▸ **ASSIGNMENT**:
Select all lines in the records that include "stone".

----- SUPPLIED ENTRIES

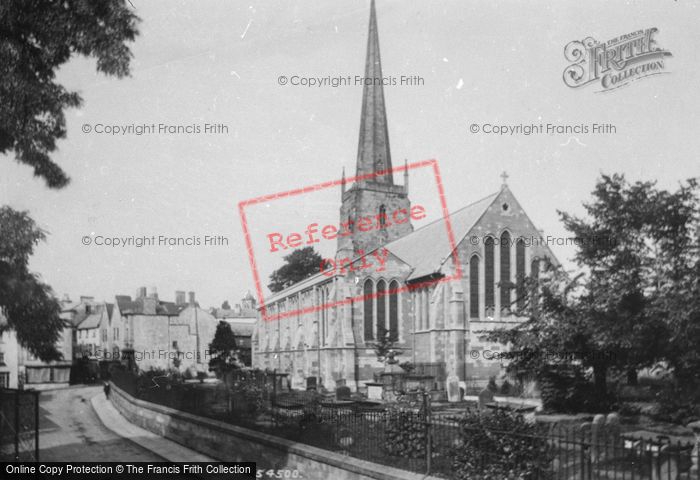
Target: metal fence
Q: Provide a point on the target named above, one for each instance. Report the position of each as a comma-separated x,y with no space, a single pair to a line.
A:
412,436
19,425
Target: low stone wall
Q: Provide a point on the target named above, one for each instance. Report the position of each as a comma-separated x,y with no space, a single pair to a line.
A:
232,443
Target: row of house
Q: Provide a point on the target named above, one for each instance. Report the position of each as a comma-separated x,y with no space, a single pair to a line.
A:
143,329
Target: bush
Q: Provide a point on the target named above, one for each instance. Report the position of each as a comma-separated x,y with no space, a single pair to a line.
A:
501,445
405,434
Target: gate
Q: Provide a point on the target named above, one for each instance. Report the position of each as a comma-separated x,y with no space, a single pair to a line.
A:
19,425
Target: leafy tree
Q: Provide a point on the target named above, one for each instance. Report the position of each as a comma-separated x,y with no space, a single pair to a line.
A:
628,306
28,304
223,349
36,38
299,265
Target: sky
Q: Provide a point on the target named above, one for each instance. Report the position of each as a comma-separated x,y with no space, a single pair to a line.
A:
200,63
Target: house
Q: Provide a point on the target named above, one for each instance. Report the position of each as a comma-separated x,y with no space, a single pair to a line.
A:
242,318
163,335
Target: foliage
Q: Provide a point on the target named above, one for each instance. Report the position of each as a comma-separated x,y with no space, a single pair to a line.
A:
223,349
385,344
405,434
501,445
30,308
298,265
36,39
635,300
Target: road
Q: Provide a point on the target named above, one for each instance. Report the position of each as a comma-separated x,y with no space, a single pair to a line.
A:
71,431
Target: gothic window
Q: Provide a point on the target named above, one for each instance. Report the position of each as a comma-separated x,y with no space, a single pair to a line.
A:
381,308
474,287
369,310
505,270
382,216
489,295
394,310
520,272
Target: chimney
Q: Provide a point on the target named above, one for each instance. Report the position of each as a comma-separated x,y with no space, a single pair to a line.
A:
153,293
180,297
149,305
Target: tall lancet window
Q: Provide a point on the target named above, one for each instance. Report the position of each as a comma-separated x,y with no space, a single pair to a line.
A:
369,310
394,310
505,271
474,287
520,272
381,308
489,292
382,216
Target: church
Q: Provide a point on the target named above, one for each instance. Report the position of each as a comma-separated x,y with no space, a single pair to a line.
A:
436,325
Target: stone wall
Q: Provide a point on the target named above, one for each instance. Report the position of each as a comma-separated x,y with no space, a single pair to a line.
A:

----------

▸ **ANSWER FOR THE TASK**:
Target: low stone wall
Target: stone wall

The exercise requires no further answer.